# EXERCISE DIRECTIONS
Exact copies of all the records are to be output.

# ENTRIES PROVIDED

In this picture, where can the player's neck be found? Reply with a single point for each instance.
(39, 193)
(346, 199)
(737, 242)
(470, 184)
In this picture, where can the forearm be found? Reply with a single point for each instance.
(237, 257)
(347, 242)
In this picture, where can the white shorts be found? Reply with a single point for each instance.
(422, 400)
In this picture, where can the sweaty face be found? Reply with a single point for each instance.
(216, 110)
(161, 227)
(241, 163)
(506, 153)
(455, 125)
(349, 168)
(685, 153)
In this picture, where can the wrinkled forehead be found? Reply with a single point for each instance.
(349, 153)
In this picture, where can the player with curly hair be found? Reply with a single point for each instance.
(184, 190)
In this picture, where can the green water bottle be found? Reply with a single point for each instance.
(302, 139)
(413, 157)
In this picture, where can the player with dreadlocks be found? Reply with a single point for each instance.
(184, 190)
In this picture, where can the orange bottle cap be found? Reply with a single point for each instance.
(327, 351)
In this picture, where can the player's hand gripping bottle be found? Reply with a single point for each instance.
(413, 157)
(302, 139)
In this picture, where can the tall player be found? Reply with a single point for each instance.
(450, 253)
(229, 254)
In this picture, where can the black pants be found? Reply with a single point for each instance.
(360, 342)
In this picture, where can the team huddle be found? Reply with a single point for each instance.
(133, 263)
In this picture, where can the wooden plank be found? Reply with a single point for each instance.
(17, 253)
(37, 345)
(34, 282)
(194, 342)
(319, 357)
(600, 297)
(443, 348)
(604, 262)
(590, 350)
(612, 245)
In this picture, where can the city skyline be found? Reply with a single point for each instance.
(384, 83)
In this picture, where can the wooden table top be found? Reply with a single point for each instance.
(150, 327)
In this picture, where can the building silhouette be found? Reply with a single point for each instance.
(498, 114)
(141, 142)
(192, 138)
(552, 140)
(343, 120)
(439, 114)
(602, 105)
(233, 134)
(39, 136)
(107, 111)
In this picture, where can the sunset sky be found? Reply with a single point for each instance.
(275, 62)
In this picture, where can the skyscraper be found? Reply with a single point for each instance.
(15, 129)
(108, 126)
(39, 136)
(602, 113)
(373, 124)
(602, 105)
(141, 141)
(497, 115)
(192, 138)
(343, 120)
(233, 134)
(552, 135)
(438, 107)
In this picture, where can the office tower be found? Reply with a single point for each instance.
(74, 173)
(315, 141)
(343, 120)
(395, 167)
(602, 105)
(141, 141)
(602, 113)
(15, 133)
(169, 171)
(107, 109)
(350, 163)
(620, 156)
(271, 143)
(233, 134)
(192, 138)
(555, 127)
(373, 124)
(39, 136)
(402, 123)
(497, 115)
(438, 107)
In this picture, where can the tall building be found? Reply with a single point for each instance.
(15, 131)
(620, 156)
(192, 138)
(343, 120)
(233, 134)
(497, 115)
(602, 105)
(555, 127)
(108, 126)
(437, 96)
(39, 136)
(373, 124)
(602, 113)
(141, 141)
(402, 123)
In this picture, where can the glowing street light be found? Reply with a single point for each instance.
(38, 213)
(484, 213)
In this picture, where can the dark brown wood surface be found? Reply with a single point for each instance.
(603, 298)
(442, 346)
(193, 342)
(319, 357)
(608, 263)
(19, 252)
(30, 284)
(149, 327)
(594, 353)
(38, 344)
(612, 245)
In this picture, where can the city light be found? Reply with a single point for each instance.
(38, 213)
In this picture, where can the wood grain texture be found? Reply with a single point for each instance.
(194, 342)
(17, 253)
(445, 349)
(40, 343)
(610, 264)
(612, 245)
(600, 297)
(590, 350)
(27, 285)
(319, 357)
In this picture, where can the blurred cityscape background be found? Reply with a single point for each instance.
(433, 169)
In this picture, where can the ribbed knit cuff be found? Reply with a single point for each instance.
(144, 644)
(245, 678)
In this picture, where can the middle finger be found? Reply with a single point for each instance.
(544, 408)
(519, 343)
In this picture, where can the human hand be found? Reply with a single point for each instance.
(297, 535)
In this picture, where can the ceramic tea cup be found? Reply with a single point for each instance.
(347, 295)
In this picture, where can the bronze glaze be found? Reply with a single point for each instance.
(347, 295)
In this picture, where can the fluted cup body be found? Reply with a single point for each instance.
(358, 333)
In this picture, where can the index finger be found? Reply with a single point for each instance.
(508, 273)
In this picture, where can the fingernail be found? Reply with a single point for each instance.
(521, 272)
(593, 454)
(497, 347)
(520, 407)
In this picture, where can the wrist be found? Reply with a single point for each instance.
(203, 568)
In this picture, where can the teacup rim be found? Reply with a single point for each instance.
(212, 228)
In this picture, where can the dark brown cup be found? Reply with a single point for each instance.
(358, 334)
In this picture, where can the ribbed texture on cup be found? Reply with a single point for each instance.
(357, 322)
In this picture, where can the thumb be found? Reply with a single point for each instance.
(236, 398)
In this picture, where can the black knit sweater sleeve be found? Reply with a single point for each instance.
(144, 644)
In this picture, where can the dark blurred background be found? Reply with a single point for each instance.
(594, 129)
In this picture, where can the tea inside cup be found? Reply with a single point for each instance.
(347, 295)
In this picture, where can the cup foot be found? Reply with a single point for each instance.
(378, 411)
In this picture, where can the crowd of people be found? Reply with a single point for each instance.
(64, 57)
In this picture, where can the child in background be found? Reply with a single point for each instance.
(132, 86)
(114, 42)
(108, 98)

# RESPONSE
In this picture, where can the player's neck be found? Reply with a single point for each instance.
(39, 193)
(346, 199)
(737, 242)
(470, 184)
In this picture, where can the forearm be found? Reply with a single point for each instance.
(237, 257)
(347, 242)
In this picture, where can the white shorts be found? Reply with a single point for each instance.
(422, 400)
In this picture, where can the sweaty face be found? Reply with a single point for each instance.
(216, 110)
(161, 227)
(241, 163)
(506, 153)
(455, 125)
(349, 168)
(685, 153)
In this picture, where can the wrinkled forehead be found? Reply with a single point for each instance.
(349, 153)
In this picture, where can the player with curly hair be found? Reply with a single point for each instance.
(184, 190)
In this picture, where can the green water bottle be found? Reply with a single point for each instance.
(302, 139)
(413, 157)
In this picture, where can the player with dreadlocks be found? Reply with a single point for each instance.
(184, 190)
In this picture, where can the orange bottle cap be found? Reply with a single point for each instance.
(327, 351)
In this picture, where can the player's hand gripping bottle be found? Reply with a single point for each instance.
(413, 157)
(302, 139)
In this picture, where can the tall player be found? Reply with a single point for each instance.
(450, 253)
(229, 254)
In this picture, where can the black pants be found? Reply with a single point for each instance.
(360, 342)
In this picture, where can the team huddle be found? Reply with a single point for each instance.
(133, 263)
In this picture, where can the wooden plank be found? Reply with a single point for each instance.
(17, 253)
(37, 345)
(34, 282)
(194, 342)
(319, 357)
(600, 297)
(443, 348)
(604, 262)
(590, 350)
(612, 245)
In this picture, where can the city skyline be found? Reply with a single point for each instance.
(384, 83)
In this picture, where can the wooden table top be found? Reply with a single point for each instance.
(150, 327)
In this picture, where can the building silhouette be found? Reply with a single point for each instance.
(498, 114)
(141, 142)
(192, 138)
(552, 140)
(343, 120)
(439, 114)
(602, 105)
(233, 134)
(39, 136)
(107, 111)
In this picture, where can the sunset sky be found? Reply with a single point for each instance.
(275, 62)
In this picture, where can the skyscraper be found? Reply with a single point for each instance.
(15, 129)
(108, 126)
(39, 136)
(602, 113)
(373, 124)
(602, 105)
(141, 141)
(497, 115)
(192, 138)
(343, 120)
(233, 134)
(552, 135)
(438, 107)
In this picture, where can the office tower be found? Reply with a single point for each instance.
(74, 173)
(315, 141)
(343, 120)
(395, 167)
(602, 105)
(141, 141)
(602, 113)
(15, 133)
(169, 171)
(107, 109)
(350, 163)
(620, 156)
(271, 143)
(233, 134)
(192, 138)
(555, 127)
(373, 124)
(39, 136)
(402, 123)
(497, 115)
(438, 107)
In this picture, where can the tall building be found? Reply with a single point for each instance.
(15, 131)
(620, 156)
(192, 138)
(343, 120)
(233, 134)
(497, 115)
(602, 105)
(555, 127)
(108, 126)
(437, 96)
(39, 136)
(373, 124)
(602, 113)
(141, 141)
(402, 123)
In this picture, where can the glowing street light be found? Reply with a single point for each instance.
(38, 213)
(484, 213)
In this picture, where can the dark brown wood surface be found? Reply with a single point for each instance.
(603, 298)
(442, 346)
(193, 342)
(319, 357)
(608, 263)
(19, 252)
(30, 284)
(149, 327)
(594, 353)
(38, 344)
(612, 245)
In this picture, where can the city light be found? Reply with a single point for each instance.
(38, 213)
In this picture, where can the wood grain texture be found? Reply with a single point for each instance.
(194, 342)
(17, 253)
(445, 349)
(40, 343)
(610, 264)
(612, 245)
(600, 297)
(590, 350)
(27, 285)
(319, 357)
In this picture, where can the blurred cityscape background be found? Reply with a single point for each instance.
(433, 169)
In this picture, where can the ribbed knit cuff be found? Reply with a single point for each instance.
(144, 644)
(245, 678)
In this picture, where can the middle finger be found? Reply with a single point for each instance.
(544, 408)
(519, 343)
In this picture, where can the human hand be found? Reply with a single point for each instance.
(297, 535)
In this picture, where can the ceramic tea cup be found? Reply with a single point for each instance.
(347, 295)
In this picture, where can the bronze glaze be found? Reply with a single point for each instance.
(347, 295)
In this picture, where can the fluted cup body be found? Reply with a single point for each instance.
(358, 333)
In this picture, where can the index finger be found? Reply with a single point for each instance.
(508, 273)
In this picture, where can the fingernail be found? Reply with a single point for each instance.
(521, 272)
(593, 454)
(497, 347)
(520, 407)
In this picture, where can the wrist be found? Reply with a single point for each instance.
(203, 568)
In this picture, where can the teacup rim be found? Reply with a single point for each instance.
(212, 228)
In this picture, where can the dark brown cup be found? Reply with a single point for each instance.
(358, 334)
In this picture, where can the ribbed texture on cup be found? Reply with a single point for each instance.
(357, 322)
In this picture, where can the thumb be found? Reply with a single point for each instance.
(236, 398)
In this picture, where can the black knit sweater sleeve be found? Reply with a single point for each instance.
(144, 644)
In this picture, where can the dark blurred background be found? Reply with a single point for each instance.
(594, 129)
In this picture, where can the tea inside cup be found? Reply with a single point for each instance.
(347, 295)
In this picture, where can the cup foot be found? Reply with a single point for each instance.
(378, 411)
In this picture, where can the crowd of people be found? Reply with a single point for each instance.
(64, 57)
In this picture, where can the child in background be found? Reply with a single point for each instance.
(132, 86)
(114, 42)
(108, 98)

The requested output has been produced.